- _Text passage_
In time, black agents of revenge, the Furies, wear down and bring to nothing the fortunes of a man who prospers in unjust ways.
The Furies enact the laws of the natural world. Their version of revenge is a kind of justice—making people pay for their crimes. Those who prosper through war and criminal acts, like Atreus, Agamemnon, and Aegisthus, will bring ruin on themselves. This statement becomes Clytaemnestra's rationale when she kills Agamemnon.
When Clytaemnestra says "new blood spurts out before the old wound heals," she refers to past crimes, which still fester, unforgiven. The Chorus also points to old aggressions, like Paris's kidnapping Helen, as reasons "evil men" inflict suffering on others. Grudges and family wounds do not heal. This quotation also emphasizes the connections between the past, the present, and the future.
Clytaemnestra gets the expensive purple dye from the sea. Wanting Agamemnon to walk across the carpet without feeling as though he is desecrating sacred ground, she implies that their wealth enables them to obtain more of the dye. In boasting of wealth Clytaemnestra links the riches of the House of Atreus to the natural world, thinking no one can defeat her, as she says of the sea, "who will drain it dry?" Her statement reflects the theme of overabundance of wealth leading to evil and catastrophe.
A house that hates the gods ... house full of death, kinsmen butchered ... heads chopped off ... a human slaughterhouse awash in blood.
This is Cassandra's first delirious assessment of the House of Atreus. She sees the immediate future ("kinsmen butchered") as well as the past of the slaughter of Thyestes's children and the eternal curse ("a house that hates the gods"). Her prophecies manipulate time, helping the audience understand the slaughter will not end unless the gods intervene.
Another man will come and will avenge us, a son who'll kill his mother, then pay back his father's death, a wanderer in exile, a man this country's made a stranger.
Cassandra predicts Orestes will return from exile. Her gift of prophecy and Aeschylus's tendency to allow characters to imagine past and future happenings give Cassandra the ability to describe events she cannot see. After Agamemnon's death, the Chorus clings to this prophecy.
When things go well, a shadow overturns it all. When badly, a damp sponge wipes away the picture. Of these two, the second is more pitiful.

- _What to do_
Continue the commentary on quotations from Aeschylus about the House of Atreus, picking up after the final quoted lines.

- _Stored data_
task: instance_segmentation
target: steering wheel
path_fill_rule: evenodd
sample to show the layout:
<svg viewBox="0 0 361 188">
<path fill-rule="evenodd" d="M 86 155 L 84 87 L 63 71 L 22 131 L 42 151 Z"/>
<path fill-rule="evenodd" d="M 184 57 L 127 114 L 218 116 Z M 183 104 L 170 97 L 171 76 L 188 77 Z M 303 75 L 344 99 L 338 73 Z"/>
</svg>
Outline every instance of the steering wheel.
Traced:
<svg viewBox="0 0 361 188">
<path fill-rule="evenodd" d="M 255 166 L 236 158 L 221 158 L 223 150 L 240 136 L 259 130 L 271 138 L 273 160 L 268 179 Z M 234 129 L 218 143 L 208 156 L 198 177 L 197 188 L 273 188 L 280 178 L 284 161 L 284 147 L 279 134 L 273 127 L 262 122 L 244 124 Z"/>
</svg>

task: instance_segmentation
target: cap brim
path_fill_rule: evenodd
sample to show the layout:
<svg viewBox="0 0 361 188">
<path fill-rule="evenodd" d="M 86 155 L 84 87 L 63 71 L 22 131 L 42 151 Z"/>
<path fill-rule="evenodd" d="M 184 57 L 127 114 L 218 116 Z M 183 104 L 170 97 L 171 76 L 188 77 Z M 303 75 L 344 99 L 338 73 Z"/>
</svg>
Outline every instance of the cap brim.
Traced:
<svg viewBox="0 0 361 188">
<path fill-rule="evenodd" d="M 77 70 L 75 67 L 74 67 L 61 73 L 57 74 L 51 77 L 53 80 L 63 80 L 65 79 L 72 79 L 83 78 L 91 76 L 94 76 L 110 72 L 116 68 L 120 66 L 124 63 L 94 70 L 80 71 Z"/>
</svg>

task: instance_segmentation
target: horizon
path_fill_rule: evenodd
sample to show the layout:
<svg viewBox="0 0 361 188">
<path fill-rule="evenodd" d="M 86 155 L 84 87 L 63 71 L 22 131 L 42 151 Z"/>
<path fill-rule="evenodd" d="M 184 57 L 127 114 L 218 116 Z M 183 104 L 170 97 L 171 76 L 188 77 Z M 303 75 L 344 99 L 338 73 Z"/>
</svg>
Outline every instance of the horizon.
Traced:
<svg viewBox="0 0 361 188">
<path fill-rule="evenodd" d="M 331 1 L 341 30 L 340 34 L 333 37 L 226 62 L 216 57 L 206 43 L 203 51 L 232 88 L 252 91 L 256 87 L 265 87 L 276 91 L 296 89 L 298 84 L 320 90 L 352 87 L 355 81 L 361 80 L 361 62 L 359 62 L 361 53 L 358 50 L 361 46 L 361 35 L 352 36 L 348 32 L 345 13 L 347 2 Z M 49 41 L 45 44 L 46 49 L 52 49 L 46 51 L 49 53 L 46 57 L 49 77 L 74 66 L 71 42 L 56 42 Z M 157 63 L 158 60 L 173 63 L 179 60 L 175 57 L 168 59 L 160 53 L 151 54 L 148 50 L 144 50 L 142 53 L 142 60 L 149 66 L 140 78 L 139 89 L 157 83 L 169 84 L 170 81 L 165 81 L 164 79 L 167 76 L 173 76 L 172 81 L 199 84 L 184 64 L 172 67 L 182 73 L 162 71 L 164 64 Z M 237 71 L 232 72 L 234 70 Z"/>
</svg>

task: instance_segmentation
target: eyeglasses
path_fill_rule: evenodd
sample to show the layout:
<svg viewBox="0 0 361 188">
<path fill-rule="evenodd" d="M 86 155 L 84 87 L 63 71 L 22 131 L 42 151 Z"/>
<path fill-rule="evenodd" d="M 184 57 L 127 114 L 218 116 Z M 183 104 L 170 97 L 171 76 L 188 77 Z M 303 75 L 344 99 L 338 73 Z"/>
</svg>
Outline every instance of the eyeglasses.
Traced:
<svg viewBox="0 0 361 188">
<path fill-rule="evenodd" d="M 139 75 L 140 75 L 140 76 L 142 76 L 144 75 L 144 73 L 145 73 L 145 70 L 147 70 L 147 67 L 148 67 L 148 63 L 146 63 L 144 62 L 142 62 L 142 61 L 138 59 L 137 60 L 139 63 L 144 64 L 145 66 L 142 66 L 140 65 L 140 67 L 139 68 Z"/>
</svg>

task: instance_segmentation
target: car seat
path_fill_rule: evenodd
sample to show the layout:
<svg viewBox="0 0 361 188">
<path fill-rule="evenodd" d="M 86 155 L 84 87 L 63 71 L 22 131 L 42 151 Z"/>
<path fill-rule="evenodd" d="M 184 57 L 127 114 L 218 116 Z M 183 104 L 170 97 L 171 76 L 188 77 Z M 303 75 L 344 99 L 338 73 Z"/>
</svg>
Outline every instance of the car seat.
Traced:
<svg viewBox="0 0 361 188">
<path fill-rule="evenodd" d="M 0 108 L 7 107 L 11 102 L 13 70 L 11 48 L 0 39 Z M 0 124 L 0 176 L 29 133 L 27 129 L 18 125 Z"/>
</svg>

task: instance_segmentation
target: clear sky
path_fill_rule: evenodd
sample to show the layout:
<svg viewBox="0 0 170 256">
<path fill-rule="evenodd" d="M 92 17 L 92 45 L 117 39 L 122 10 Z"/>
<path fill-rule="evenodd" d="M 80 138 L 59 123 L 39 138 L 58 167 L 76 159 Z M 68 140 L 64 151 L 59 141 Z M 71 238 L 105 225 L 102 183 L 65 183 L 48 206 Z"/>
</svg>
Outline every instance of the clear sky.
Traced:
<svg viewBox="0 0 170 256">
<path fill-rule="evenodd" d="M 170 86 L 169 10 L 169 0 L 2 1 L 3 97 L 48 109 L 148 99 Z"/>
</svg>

- _Expected answer_
Cassandra's last words deplore the human tendency to forget the past, especially terrible events. She knows circumstances, both good and bad, are temporary. Good fortunes can change with "a shadow." But even if tragic events and deeds are wiped away with the "damp sponge" of memory, humans still must pay for their crimes.
The form of this corpse's wife was taken on by the ancient savage spirit of revenge. For that brutal meal prepared by Atreus, it sacrificed one full-grown man, payment for two butchered children.
Clytaemnestra justifies her killing by dissociating and referring to a force, an "ancient savage spirit," greater than herself. She does not think of herself as an agent with free will and accountability nor of Agamemnon as a man when she says "this corpse's wife." She also pays tribute to the larger forces at work in the family's history: the curse and the sins of Atreus.
No, storms of blood rain batter down, destroying the house, while fate on yet another whetstone, hones the edge of Justice, for the next act, one more crime.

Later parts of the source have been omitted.